Written request =>
Copy out the lines below, from the one containing "Each instance receives one keypoint. Annotate the groom's" through the last line, both included. Leave each request unchanged and scale every point coordinate by 0.65, rounding to whole numbers with halves going up.

Record extracts =>
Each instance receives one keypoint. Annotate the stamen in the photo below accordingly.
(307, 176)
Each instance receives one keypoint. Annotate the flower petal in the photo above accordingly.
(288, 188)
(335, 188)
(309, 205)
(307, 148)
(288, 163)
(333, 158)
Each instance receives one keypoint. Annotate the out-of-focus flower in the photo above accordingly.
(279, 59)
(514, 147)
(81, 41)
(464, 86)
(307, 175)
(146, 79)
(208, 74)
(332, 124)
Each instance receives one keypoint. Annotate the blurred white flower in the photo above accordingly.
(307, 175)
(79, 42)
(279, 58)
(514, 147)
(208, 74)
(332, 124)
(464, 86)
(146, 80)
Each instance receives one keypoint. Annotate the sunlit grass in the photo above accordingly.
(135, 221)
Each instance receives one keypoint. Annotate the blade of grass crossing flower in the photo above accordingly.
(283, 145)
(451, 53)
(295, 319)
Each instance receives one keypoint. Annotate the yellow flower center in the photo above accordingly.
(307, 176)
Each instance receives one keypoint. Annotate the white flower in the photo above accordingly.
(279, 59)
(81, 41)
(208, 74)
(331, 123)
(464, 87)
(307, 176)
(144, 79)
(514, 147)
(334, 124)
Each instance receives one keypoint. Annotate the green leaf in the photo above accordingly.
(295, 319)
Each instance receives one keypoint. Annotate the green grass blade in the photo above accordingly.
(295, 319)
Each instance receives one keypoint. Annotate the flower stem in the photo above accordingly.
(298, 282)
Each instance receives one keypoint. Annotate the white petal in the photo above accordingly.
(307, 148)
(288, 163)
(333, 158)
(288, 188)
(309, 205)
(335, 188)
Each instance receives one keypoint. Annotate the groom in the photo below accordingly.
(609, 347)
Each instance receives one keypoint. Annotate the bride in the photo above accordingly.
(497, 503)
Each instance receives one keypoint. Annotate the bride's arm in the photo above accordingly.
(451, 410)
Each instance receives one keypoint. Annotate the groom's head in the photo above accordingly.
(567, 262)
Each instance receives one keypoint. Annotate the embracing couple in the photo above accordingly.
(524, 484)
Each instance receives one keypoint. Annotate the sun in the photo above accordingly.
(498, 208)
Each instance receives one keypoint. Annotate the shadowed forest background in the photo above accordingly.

Result of this task =>
Each instance receives one keypoint. Annotate the groom's head in the photo above accordingly.
(369, 170)
Each instance receives one keypoint. Annotate the embracing couple in the photo above accordingly.
(341, 315)
Each instance receives one keypoint. Annotate the sun in the photo above accordingly.
(324, 135)
Each instance receives one keypoint. Annotate the shadowed forest background in the photo above accordingly.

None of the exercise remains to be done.